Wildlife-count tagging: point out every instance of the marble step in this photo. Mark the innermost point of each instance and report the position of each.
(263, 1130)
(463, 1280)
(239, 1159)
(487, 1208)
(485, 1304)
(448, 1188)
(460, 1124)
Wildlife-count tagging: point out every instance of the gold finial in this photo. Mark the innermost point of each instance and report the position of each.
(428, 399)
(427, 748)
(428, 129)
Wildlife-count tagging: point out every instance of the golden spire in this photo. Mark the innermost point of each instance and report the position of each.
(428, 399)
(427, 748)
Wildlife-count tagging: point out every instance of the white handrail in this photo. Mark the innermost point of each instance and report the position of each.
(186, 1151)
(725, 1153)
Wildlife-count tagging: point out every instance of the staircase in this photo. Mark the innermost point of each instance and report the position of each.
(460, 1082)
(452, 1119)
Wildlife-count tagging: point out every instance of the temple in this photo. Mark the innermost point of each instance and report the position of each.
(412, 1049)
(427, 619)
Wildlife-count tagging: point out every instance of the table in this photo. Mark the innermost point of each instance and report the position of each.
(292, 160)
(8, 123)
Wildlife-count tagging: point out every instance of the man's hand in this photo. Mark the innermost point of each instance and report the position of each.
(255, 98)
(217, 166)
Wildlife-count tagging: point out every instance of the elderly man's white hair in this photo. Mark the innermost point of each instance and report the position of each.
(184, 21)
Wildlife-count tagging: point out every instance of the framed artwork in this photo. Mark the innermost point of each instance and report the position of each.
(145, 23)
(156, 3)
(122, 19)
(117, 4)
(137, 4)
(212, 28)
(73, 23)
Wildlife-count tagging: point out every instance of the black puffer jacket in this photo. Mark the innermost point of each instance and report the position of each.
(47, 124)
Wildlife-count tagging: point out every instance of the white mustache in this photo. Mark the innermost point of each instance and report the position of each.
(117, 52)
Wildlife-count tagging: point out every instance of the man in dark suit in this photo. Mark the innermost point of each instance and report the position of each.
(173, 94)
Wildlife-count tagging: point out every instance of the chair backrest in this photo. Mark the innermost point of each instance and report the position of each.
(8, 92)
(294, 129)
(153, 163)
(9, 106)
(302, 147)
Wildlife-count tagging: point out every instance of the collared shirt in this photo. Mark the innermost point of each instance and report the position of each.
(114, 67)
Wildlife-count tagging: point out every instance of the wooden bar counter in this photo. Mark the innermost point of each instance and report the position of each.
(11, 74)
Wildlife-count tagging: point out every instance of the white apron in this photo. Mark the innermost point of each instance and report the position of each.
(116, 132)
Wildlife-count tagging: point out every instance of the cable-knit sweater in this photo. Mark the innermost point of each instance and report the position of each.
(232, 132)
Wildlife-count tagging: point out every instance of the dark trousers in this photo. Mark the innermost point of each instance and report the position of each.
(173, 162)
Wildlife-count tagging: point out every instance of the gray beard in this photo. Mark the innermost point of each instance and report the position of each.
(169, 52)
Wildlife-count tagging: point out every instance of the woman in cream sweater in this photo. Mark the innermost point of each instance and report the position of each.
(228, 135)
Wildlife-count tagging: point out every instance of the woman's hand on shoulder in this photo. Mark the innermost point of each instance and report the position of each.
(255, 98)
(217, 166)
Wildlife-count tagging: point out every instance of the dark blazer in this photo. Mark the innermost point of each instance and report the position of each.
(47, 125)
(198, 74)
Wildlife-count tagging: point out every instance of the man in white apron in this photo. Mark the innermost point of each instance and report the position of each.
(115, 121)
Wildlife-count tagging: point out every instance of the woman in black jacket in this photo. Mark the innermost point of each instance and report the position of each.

■ ■ ■ ■ ■

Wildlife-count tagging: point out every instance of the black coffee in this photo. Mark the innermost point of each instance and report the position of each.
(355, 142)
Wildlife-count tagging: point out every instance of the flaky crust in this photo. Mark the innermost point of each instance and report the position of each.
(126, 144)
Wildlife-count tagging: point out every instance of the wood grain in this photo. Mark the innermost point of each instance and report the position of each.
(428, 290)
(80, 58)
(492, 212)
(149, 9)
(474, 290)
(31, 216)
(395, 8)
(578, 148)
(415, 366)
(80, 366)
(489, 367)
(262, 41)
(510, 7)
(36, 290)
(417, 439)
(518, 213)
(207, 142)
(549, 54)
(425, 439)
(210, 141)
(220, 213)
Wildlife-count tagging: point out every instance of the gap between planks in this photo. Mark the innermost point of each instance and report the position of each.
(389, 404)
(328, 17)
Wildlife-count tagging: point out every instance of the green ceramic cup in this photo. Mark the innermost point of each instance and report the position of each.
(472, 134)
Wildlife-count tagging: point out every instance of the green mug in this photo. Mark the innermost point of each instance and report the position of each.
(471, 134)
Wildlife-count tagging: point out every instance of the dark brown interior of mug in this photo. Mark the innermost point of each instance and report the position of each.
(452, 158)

■ ■ ■ ■ ■

Copy out again, unchanged, the stretch of the records above from the line containing "woman in cream" through the line containing "woman in black", including both of those lines.

Wildlife-count tagging: point out every instance of the woman in cream sweater in this photo. Mark the innermost point of each instance and report the position of each.
(228, 135)
Wildlife-count tagging: point out every instance of the woman's hand on shoulder in this photo. Mark the innermost point of each instance and report the position of each.
(255, 98)
(217, 166)
Wildlife-count tagging: point out every instance of the dark blazer in this photo. Mark the innermost point of each instance and report the position of each.
(47, 125)
(198, 74)
Wildlife-count tagging: point out every instance of the man in white apron in this photo. Mark the innermost point of each instance and report the position of each.
(115, 121)
Wildlife-count tagging: point out every instance of the woman in black jacket in this photo. Mark the innermost point of each instance and report the position of each.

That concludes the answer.